Exercise details.
All records are to be printed exactly as they appear.

Data extracts.
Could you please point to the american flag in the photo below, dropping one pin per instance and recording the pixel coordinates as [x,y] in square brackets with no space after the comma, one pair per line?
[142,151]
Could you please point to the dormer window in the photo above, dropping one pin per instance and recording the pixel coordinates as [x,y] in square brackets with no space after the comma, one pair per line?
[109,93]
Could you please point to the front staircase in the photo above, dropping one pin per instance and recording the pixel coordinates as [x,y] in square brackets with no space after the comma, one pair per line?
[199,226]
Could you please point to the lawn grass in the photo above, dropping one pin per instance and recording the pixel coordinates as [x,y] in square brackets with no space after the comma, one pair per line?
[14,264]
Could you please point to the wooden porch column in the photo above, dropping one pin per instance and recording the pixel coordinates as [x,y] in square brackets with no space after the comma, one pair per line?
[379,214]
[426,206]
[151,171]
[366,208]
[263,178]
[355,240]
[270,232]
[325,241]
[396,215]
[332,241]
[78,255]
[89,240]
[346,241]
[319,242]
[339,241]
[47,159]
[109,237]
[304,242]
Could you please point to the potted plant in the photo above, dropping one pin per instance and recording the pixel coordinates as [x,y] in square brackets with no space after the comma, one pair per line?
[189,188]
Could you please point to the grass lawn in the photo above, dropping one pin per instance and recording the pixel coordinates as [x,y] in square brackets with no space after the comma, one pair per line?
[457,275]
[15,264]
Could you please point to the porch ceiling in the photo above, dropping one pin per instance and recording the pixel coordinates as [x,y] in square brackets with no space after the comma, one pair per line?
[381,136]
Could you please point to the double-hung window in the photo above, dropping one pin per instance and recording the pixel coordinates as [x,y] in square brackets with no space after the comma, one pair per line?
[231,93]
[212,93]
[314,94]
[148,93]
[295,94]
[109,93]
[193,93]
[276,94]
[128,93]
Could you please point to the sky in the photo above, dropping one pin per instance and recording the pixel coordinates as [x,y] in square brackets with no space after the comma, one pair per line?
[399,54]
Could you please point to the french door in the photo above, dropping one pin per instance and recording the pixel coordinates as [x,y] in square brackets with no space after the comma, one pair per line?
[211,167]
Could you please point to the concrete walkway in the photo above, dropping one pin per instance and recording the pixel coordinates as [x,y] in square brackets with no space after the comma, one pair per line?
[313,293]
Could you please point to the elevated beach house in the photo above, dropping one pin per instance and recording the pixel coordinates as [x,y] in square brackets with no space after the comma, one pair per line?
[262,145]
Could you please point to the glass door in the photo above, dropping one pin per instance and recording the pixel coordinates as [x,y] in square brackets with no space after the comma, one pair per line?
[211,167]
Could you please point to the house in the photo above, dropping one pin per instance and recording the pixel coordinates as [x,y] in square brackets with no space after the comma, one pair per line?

Exercise result.
Could you please point to the american flag in the photo below, dropping one pin per instance and recording the pixel coordinates as [x,y] in square brackets with no space after the comma, one pair per line?
[142,151]
Could you please point to the dormer window in the photo above, dropping one pin per instance and recording the pixel coordinates as [x,y] in square brackets with no space after the comma, one pair per line?
[109,93]
Could you please point to the front staircase in the photo above, dropping one pin per instance and recording the pixel coordinates as [x,y] in square brackets with no space after the comma, one pair per line?
[199,226]
Could you please point to the lawn grass in the photo above, dropping one pin per instance and recording the pixel coordinates as [x,y] in square brackets with no space after the comma, one pair per line?
[14,264]
Could you please point to the wooden porch column in the photo above, dropping one pin per instance and recording the pixel coordinates as [x,y] in square brackets with no space after the comma, one pair per line?
[379,214]
[426,206]
[151,171]
[366,208]
[263,178]
[355,240]
[270,232]
[325,241]
[396,215]
[332,241]
[78,255]
[89,240]
[346,241]
[319,242]
[339,241]
[47,159]
[109,237]
[304,242]
Could you please point to the potted plant in the photo above, dropping one pin per instance and recording the pixel coordinates as [x,y] in square brackets with no space after the comma, one pair per line?
[189,188]
Could you please point to the grass lawn in the photo above, dropping one pin per instance and recording the pixel coordinates as [x,y] in square brackets with no space after the comma, one pair per line?
[457,275]
[15,264]
Could you please point to the porch ceiling in the photo above, dropping one pin per instance and recording the pixel coordinates as [x,y] in square brackets with no space after the comma, one pair per line?
[381,136]
Could you please point to the double-hung window in the photo above, dropping one pin per instance and recording the pixel coordinates as [x,y] in square brackets with no space after the comma, one pair per line?
[231,93]
[212,93]
[314,94]
[148,93]
[295,94]
[109,93]
[193,93]
[276,94]
[128,93]
Could you please point to the sky in the photo above, dropping one pin per instance and recording the pixel coordinates as [x,y] in square brackets with no space after the comma, one pair per line?
[399,54]
Could you please point to the french door in the photo above, dropping one pin per instance and recording the pixel coordinates as [x,y] in square brackets with no space after the comma, one pair per line?
[211,167]
Could you please point to the concrete walkway in the photo above, dropping one pin per instance and recording the pixel coordinates as [x,y] in square brackets with no space after the comma, one pair per line?
[313,293]
Could you please point to the elevated beach house in the photo above, dropping one pin per instance and recording the pixel coordinates as [x,y] in square brackets with no space after the comma, one pair per line?
[262,145]
Could you please point to the glass door in the photo above, dropping one pin per instance and recording the pixel coordinates as [x,y] in square brackets with no space after the comma, one pair per line?
[211,167]
Could you please point to the house in the photo above, dropping one pin per instance and recording the pixel coordinates as [x,y] in square brackets with no space after the comma, one pair per line?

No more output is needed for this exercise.